Items in a dataset:
..............................

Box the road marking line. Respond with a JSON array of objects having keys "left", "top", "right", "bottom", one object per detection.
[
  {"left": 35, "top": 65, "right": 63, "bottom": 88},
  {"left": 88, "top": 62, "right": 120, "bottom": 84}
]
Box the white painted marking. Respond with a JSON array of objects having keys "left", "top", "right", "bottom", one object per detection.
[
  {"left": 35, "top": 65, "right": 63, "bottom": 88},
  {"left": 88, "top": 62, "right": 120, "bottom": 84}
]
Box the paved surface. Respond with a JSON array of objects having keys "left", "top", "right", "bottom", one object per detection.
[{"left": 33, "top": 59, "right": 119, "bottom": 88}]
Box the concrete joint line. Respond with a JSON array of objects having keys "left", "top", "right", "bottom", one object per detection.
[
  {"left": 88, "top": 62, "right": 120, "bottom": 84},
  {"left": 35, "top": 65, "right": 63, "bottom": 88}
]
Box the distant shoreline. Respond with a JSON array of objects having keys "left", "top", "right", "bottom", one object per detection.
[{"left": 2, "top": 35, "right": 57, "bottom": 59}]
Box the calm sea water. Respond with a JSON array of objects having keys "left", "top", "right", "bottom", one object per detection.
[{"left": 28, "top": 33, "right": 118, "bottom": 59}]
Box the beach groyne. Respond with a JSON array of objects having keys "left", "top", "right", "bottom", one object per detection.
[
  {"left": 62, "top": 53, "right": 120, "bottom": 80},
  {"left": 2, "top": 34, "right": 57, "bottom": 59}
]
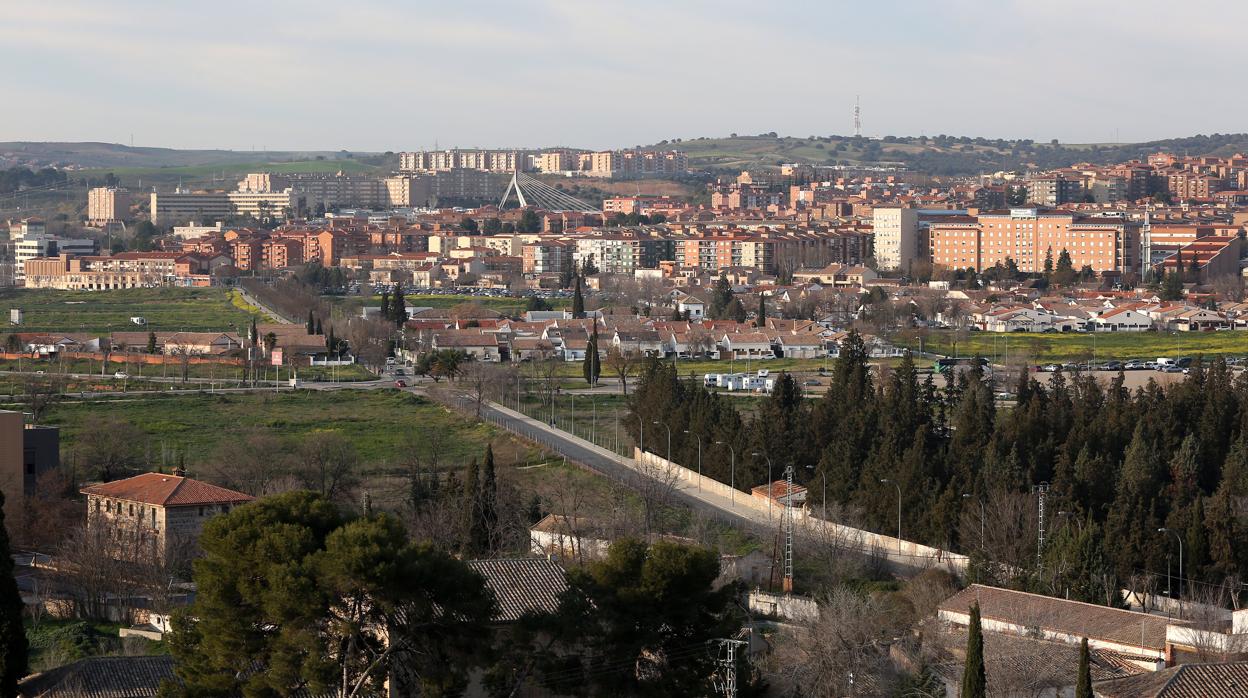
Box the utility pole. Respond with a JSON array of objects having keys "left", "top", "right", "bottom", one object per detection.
[
  {"left": 1036, "top": 482, "right": 1048, "bottom": 568},
  {"left": 781, "top": 463, "right": 792, "bottom": 594},
  {"left": 713, "top": 638, "right": 749, "bottom": 698}
]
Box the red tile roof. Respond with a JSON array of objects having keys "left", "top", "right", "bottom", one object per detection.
[{"left": 82, "top": 472, "right": 255, "bottom": 507}]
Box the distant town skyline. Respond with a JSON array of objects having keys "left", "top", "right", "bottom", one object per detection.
[{"left": 0, "top": 0, "right": 1248, "bottom": 151}]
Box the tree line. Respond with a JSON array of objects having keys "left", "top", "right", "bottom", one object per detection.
[{"left": 628, "top": 332, "right": 1248, "bottom": 603}]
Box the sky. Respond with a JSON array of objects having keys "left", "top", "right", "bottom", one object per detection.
[{"left": 0, "top": 0, "right": 1248, "bottom": 151}]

..............................

** Aim of the exercise **
Output every row above verbatim, in its original order, omitting the pictures.

** The response **
Box the road marking line. Respond with a JSON array of objects having keys "left", "top", "right", "bottom", one object per detection.
[
  {"left": 35, "top": 65, "right": 63, "bottom": 88},
  {"left": 88, "top": 62, "right": 120, "bottom": 84}
]
Box the white painted marking. Respond with a JSON array of objects having keys "left", "top", "right", "bottom", one object per detection.
[
  {"left": 35, "top": 65, "right": 63, "bottom": 88},
  {"left": 88, "top": 62, "right": 120, "bottom": 84}
]
Box the paved surface. Respond with a JSON array of objects having keys "left", "top", "right", "bottom", one object per detection.
[{"left": 33, "top": 59, "right": 119, "bottom": 88}]
Box the concrete joint line. Respond with a JSON array of objects having keys "left", "top", "right", "bottom", one object per detection.
[
  {"left": 88, "top": 62, "right": 120, "bottom": 84},
  {"left": 35, "top": 65, "right": 63, "bottom": 88}
]
Box the distant shoreline. Respond with a JSON array of objects having keys "left", "top", "right", "bottom", one object per detection.
[{"left": 2, "top": 35, "right": 57, "bottom": 59}]
Box the calm sea water. Respond with a JSON array of objects having keys "left", "top", "right", "bottom", one object per detection.
[{"left": 28, "top": 33, "right": 118, "bottom": 59}]
Box the beach groyne. Respond with a JSON array of objects having keys "left", "top", "right", "bottom", one object per detection.
[
  {"left": 62, "top": 53, "right": 120, "bottom": 80},
  {"left": 2, "top": 34, "right": 57, "bottom": 59}
]
Box the utility pole. Respond with a JSON array of objects having keys "left", "top", "right", "bottom", one object per detection.
[
  {"left": 1036, "top": 482, "right": 1048, "bottom": 568},
  {"left": 781, "top": 463, "right": 792, "bottom": 594},
  {"left": 713, "top": 638, "right": 749, "bottom": 698}
]
Box the red tile roof. Respond with a JSON array of objects having keys "left", "top", "right", "bottom", one object per detection.
[{"left": 82, "top": 472, "right": 255, "bottom": 507}]
Box the distant town skyline. Respond with a JSON array of objects having keys "left", "top", "right", "bottom", one object per detection.
[{"left": 0, "top": 0, "right": 1248, "bottom": 151}]
Box the tree line. Respond with a JSON array of objects having keys "left", "top", "right", "bottom", one object per detection.
[{"left": 628, "top": 332, "right": 1248, "bottom": 603}]
Box the sky. Respond with a JSON array of objects having keys "left", "top", "right", "bottom", one object per detection.
[{"left": 0, "top": 0, "right": 1248, "bottom": 151}]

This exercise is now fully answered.